From the entries below, pick out each line that contains the word "small" and copy those lines unchanged.
════════════════
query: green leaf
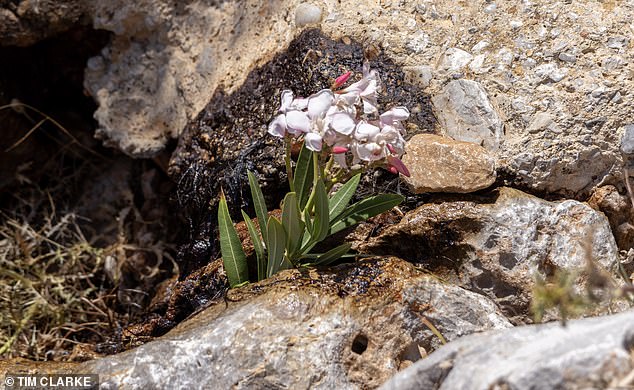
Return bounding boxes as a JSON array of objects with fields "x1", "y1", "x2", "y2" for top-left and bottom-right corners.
[
  {"x1": 330, "y1": 194, "x2": 405, "y2": 234},
  {"x1": 266, "y1": 217, "x2": 286, "y2": 277},
  {"x1": 247, "y1": 171, "x2": 269, "y2": 247},
  {"x1": 242, "y1": 210, "x2": 266, "y2": 280},
  {"x1": 282, "y1": 192, "x2": 304, "y2": 257},
  {"x1": 218, "y1": 193, "x2": 249, "y2": 287},
  {"x1": 294, "y1": 145, "x2": 313, "y2": 210},
  {"x1": 328, "y1": 173, "x2": 361, "y2": 221},
  {"x1": 312, "y1": 180, "x2": 330, "y2": 242},
  {"x1": 314, "y1": 243, "x2": 352, "y2": 265}
]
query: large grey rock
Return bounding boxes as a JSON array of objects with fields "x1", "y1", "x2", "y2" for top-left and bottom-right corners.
[
  {"x1": 381, "y1": 311, "x2": 634, "y2": 390},
  {"x1": 76, "y1": 259, "x2": 510, "y2": 389},
  {"x1": 403, "y1": 134, "x2": 496, "y2": 194},
  {"x1": 358, "y1": 188, "x2": 618, "y2": 322},
  {"x1": 0, "y1": 258, "x2": 511, "y2": 389},
  {"x1": 431, "y1": 80, "x2": 504, "y2": 151}
]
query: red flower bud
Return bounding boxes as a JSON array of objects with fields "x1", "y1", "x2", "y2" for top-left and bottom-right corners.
[
  {"x1": 332, "y1": 146, "x2": 348, "y2": 154},
  {"x1": 332, "y1": 71, "x2": 352, "y2": 89}
]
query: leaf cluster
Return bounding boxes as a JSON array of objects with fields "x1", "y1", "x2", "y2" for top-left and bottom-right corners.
[{"x1": 218, "y1": 146, "x2": 403, "y2": 287}]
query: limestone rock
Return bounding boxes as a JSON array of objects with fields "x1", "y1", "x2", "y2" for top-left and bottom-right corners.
[
  {"x1": 403, "y1": 134, "x2": 496, "y2": 194},
  {"x1": 437, "y1": 47, "x2": 473, "y2": 73},
  {"x1": 432, "y1": 80, "x2": 504, "y2": 151},
  {"x1": 295, "y1": 3, "x2": 322, "y2": 26},
  {"x1": 359, "y1": 188, "x2": 618, "y2": 322},
  {"x1": 381, "y1": 311, "x2": 634, "y2": 390},
  {"x1": 0, "y1": 258, "x2": 510, "y2": 389},
  {"x1": 588, "y1": 186, "x2": 634, "y2": 250},
  {"x1": 0, "y1": 0, "x2": 89, "y2": 46}
]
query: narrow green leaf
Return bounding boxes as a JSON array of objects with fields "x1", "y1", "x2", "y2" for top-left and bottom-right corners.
[
  {"x1": 314, "y1": 243, "x2": 352, "y2": 265},
  {"x1": 330, "y1": 194, "x2": 405, "y2": 234},
  {"x1": 280, "y1": 256, "x2": 293, "y2": 271},
  {"x1": 218, "y1": 193, "x2": 249, "y2": 287},
  {"x1": 247, "y1": 171, "x2": 269, "y2": 247},
  {"x1": 312, "y1": 180, "x2": 330, "y2": 242},
  {"x1": 266, "y1": 217, "x2": 286, "y2": 277},
  {"x1": 242, "y1": 210, "x2": 266, "y2": 280},
  {"x1": 282, "y1": 192, "x2": 304, "y2": 258},
  {"x1": 294, "y1": 145, "x2": 313, "y2": 210},
  {"x1": 328, "y1": 173, "x2": 361, "y2": 221}
]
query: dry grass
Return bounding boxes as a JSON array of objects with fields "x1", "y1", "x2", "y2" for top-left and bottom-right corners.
[{"x1": 0, "y1": 194, "x2": 114, "y2": 360}]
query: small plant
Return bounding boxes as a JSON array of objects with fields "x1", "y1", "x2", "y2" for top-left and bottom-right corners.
[{"x1": 218, "y1": 63, "x2": 409, "y2": 287}]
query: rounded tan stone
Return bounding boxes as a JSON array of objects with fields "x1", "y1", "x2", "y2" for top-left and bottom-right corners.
[{"x1": 403, "y1": 134, "x2": 496, "y2": 194}]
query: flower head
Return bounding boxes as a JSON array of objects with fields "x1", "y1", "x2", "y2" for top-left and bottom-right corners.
[{"x1": 268, "y1": 63, "x2": 409, "y2": 176}]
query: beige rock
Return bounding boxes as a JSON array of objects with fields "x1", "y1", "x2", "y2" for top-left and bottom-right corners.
[
  {"x1": 0, "y1": 258, "x2": 511, "y2": 389},
  {"x1": 358, "y1": 187, "x2": 619, "y2": 323},
  {"x1": 403, "y1": 134, "x2": 496, "y2": 194}
]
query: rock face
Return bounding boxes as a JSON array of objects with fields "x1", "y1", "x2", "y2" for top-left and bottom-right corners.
[
  {"x1": 403, "y1": 134, "x2": 496, "y2": 194},
  {"x1": 381, "y1": 311, "x2": 634, "y2": 390},
  {"x1": 0, "y1": 0, "x2": 89, "y2": 46},
  {"x1": 0, "y1": 258, "x2": 510, "y2": 389},
  {"x1": 432, "y1": 80, "x2": 504, "y2": 151},
  {"x1": 588, "y1": 186, "x2": 634, "y2": 250},
  {"x1": 359, "y1": 188, "x2": 618, "y2": 321},
  {"x1": 74, "y1": 0, "x2": 634, "y2": 199}
]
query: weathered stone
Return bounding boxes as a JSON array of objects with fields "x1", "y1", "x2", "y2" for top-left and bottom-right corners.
[
  {"x1": 0, "y1": 258, "x2": 510, "y2": 389},
  {"x1": 403, "y1": 134, "x2": 496, "y2": 194},
  {"x1": 0, "y1": 0, "x2": 89, "y2": 46},
  {"x1": 437, "y1": 47, "x2": 473, "y2": 73},
  {"x1": 68, "y1": 0, "x2": 634, "y2": 199},
  {"x1": 381, "y1": 311, "x2": 634, "y2": 390},
  {"x1": 588, "y1": 186, "x2": 634, "y2": 250},
  {"x1": 295, "y1": 3, "x2": 321, "y2": 26},
  {"x1": 432, "y1": 80, "x2": 504, "y2": 151},
  {"x1": 358, "y1": 188, "x2": 618, "y2": 322},
  {"x1": 621, "y1": 123, "x2": 634, "y2": 155}
]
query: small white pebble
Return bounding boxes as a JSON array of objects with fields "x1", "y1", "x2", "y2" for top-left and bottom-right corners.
[{"x1": 295, "y1": 3, "x2": 321, "y2": 27}]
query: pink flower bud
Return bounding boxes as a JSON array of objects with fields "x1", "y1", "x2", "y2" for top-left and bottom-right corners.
[
  {"x1": 332, "y1": 71, "x2": 352, "y2": 89},
  {"x1": 332, "y1": 146, "x2": 348, "y2": 154}
]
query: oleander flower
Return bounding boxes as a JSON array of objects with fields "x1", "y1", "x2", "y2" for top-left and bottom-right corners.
[{"x1": 268, "y1": 63, "x2": 410, "y2": 176}]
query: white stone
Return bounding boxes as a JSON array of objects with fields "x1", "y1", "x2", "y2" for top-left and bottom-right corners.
[
  {"x1": 295, "y1": 3, "x2": 322, "y2": 27},
  {"x1": 438, "y1": 47, "x2": 473, "y2": 73}
]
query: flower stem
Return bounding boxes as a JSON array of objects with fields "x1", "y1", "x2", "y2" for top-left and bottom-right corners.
[{"x1": 284, "y1": 137, "x2": 295, "y2": 192}]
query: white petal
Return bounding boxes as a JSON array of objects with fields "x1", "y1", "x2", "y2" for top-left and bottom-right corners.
[
  {"x1": 354, "y1": 122, "x2": 380, "y2": 142},
  {"x1": 330, "y1": 112, "x2": 356, "y2": 135},
  {"x1": 334, "y1": 153, "x2": 348, "y2": 169},
  {"x1": 291, "y1": 98, "x2": 308, "y2": 111},
  {"x1": 308, "y1": 89, "x2": 335, "y2": 118},
  {"x1": 323, "y1": 129, "x2": 337, "y2": 146},
  {"x1": 286, "y1": 111, "x2": 310, "y2": 134},
  {"x1": 268, "y1": 114, "x2": 286, "y2": 137},
  {"x1": 363, "y1": 99, "x2": 379, "y2": 114},
  {"x1": 381, "y1": 107, "x2": 409, "y2": 125},
  {"x1": 353, "y1": 142, "x2": 383, "y2": 161},
  {"x1": 304, "y1": 133, "x2": 321, "y2": 152},
  {"x1": 280, "y1": 89, "x2": 293, "y2": 112}
]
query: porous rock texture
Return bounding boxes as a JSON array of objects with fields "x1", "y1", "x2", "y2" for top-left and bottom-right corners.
[
  {"x1": 0, "y1": 0, "x2": 88, "y2": 46},
  {"x1": 381, "y1": 311, "x2": 634, "y2": 390},
  {"x1": 76, "y1": 0, "x2": 634, "y2": 201},
  {"x1": 357, "y1": 187, "x2": 619, "y2": 322},
  {"x1": 0, "y1": 258, "x2": 511, "y2": 389}
]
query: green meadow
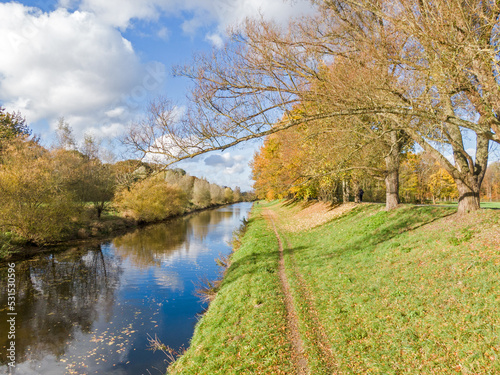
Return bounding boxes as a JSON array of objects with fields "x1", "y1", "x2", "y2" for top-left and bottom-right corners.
[{"x1": 169, "y1": 202, "x2": 500, "y2": 374}]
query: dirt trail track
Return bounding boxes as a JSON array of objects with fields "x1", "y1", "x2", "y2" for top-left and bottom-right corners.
[
  {"x1": 263, "y1": 210, "x2": 310, "y2": 375},
  {"x1": 263, "y1": 209, "x2": 337, "y2": 374}
]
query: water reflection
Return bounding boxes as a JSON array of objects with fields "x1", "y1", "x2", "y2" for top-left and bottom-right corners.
[
  {"x1": 0, "y1": 246, "x2": 122, "y2": 364},
  {"x1": 0, "y1": 203, "x2": 251, "y2": 375}
]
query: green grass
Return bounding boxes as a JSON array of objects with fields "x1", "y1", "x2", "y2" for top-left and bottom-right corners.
[
  {"x1": 168, "y1": 204, "x2": 500, "y2": 374},
  {"x1": 169, "y1": 204, "x2": 293, "y2": 374},
  {"x1": 437, "y1": 202, "x2": 500, "y2": 209}
]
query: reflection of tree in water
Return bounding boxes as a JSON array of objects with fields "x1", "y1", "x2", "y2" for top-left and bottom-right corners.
[
  {"x1": 189, "y1": 206, "x2": 235, "y2": 239},
  {"x1": 0, "y1": 246, "x2": 122, "y2": 364},
  {"x1": 113, "y1": 219, "x2": 187, "y2": 268},
  {"x1": 113, "y1": 208, "x2": 238, "y2": 268}
]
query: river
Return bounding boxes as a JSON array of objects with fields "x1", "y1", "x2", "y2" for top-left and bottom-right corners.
[{"x1": 0, "y1": 203, "x2": 252, "y2": 375}]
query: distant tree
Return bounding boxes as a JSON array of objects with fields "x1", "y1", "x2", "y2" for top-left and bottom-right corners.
[
  {"x1": 224, "y1": 187, "x2": 234, "y2": 203},
  {"x1": 114, "y1": 176, "x2": 188, "y2": 222},
  {"x1": 233, "y1": 186, "x2": 243, "y2": 202},
  {"x1": 192, "y1": 179, "x2": 211, "y2": 208},
  {"x1": 210, "y1": 184, "x2": 224, "y2": 204},
  {"x1": 0, "y1": 139, "x2": 79, "y2": 244},
  {"x1": 0, "y1": 107, "x2": 31, "y2": 150},
  {"x1": 56, "y1": 117, "x2": 77, "y2": 150}
]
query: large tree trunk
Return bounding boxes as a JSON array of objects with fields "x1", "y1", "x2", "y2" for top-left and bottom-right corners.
[
  {"x1": 385, "y1": 168, "x2": 399, "y2": 211},
  {"x1": 455, "y1": 180, "x2": 481, "y2": 214},
  {"x1": 352, "y1": 180, "x2": 360, "y2": 203},
  {"x1": 385, "y1": 130, "x2": 402, "y2": 211},
  {"x1": 342, "y1": 179, "x2": 349, "y2": 203}
]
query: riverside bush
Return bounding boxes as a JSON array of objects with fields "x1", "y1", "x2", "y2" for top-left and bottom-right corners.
[{"x1": 115, "y1": 178, "x2": 188, "y2": 222}]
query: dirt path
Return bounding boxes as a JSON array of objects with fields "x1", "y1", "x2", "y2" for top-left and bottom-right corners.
[
  {"x1": 263, "y1": 210, "x2": 310, "y2": 375},
  {"x1": 264, "y1": 209, "x2": 337, "y2": 374}
]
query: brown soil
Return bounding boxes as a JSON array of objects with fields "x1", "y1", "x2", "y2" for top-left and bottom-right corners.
[{"x1": 263, "y1": 210, "x2": 310, "y2": 375}]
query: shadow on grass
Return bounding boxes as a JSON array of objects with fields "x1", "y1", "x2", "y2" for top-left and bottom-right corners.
[{"x1": 310, "y1": 207, "x2": 455, "y2": 258}]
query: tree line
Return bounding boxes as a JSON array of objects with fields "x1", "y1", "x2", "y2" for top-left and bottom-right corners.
[
  {"x1": 251, "y1": 125, "x2": 500, "y2": 204},
  {"x1": 0, "y1": 108, "x2": 248, "y2": 253},
  {"x1": 123, "y1": 0, "x2": 500, "y2": 213}
]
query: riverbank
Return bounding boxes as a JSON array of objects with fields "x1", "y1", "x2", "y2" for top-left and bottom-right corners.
[
  {"x1": 169, "y1": 203, "x2": 500, "y2": 374},
  {"x1": 0, "y1": 203, "x2": 250, "y2": 265}
]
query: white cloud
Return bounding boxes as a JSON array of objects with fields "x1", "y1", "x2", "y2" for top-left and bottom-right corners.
[
  {"x1": 0, "y1": 3, "x2": 166, "y2": 140},
  {"x1": 173, "y1": 141, "x2": 262, "y2": 191},
  {"x1": 205, "y1": 34, "x2": 224, "y2": 48}
]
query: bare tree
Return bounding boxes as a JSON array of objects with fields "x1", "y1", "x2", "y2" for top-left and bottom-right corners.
[{"x1": 128, "y1": 0, "x2": 500, "y2": 212}]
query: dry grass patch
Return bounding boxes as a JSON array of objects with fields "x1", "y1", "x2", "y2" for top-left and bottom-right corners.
[{"x1": 279, "y1": 202, "x2": 358, "y2": 232}]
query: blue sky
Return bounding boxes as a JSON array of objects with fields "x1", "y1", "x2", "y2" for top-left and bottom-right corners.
[{"x1": 0, "y1": 0, "x2": 312, "y2": 190}]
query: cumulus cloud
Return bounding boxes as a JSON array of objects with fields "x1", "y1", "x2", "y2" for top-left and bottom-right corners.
[
  {"x1": 204, "y1": 153, "x2": 235, "y2": 168},
  {"x1": 174, "y1": 147, "x2": 261, "y2": 191},
  {"x1": 0, "y1": 0, "x2": 311, "y2": 145},
  {"x1": 0, "y1": 3, "x2": 165, "y2": 140}
]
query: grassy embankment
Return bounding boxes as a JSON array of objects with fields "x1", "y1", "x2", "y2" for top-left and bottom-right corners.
[
  {"x1": 0, "y1": 204, "x2": 239, "y2": 264},
  {"x1": 169, "y1": 203, "x2": 500, "y2": 374}
]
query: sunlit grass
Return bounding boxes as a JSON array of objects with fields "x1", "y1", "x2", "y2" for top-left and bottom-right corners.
[
  {"x1": 282, "y1": 206, "x2": 500, "y2": 374},
  {"x1": 171, "y1": 202, "x2": 500, "y2": 374},
  {"x1": 169, "y1": 203, "x2": 293, "y2": 374}
]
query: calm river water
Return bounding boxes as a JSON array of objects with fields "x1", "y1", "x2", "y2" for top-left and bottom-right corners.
[{"x1": 0, "y1": 203, "x2": 252, "y2": 375}]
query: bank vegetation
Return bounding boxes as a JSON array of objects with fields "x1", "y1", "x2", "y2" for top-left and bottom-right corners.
[{"x1": 0, "y1": 109, "x2": 248, "y2": 259}]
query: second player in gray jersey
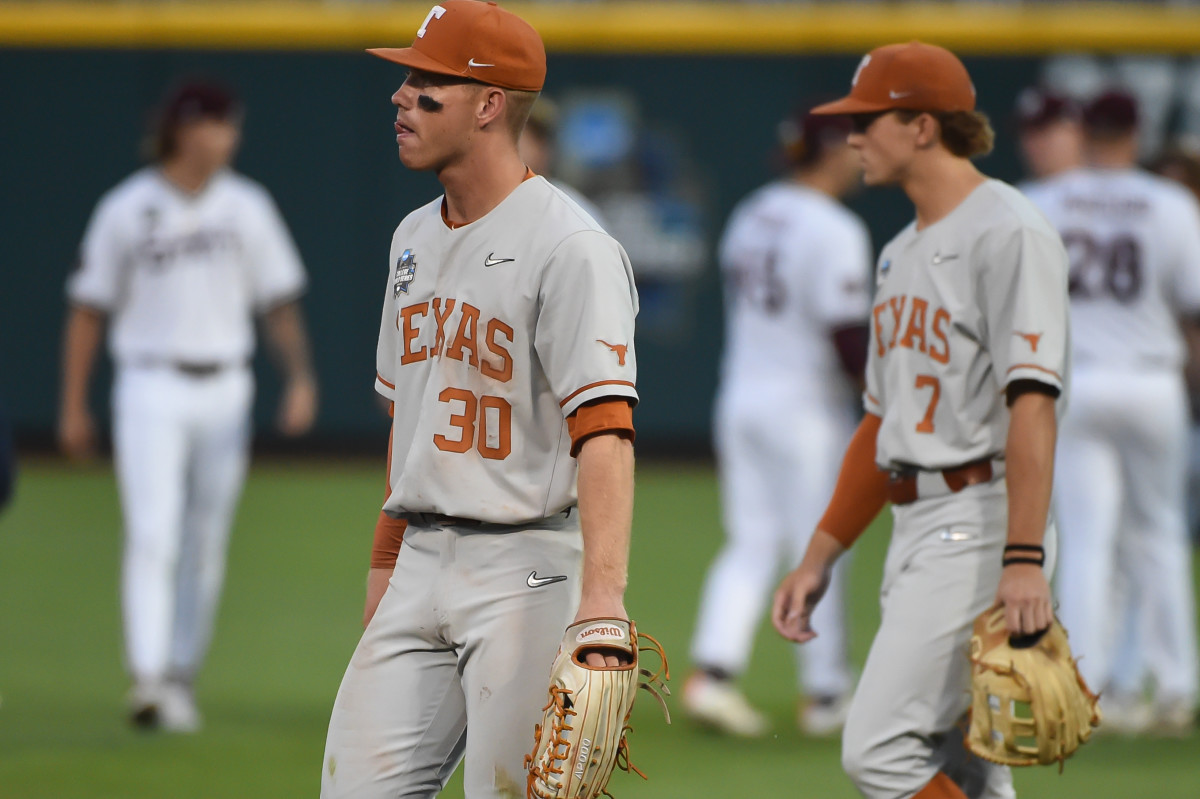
════════════════
## EXERCISE RESULT
query: small plant
query: small white pebble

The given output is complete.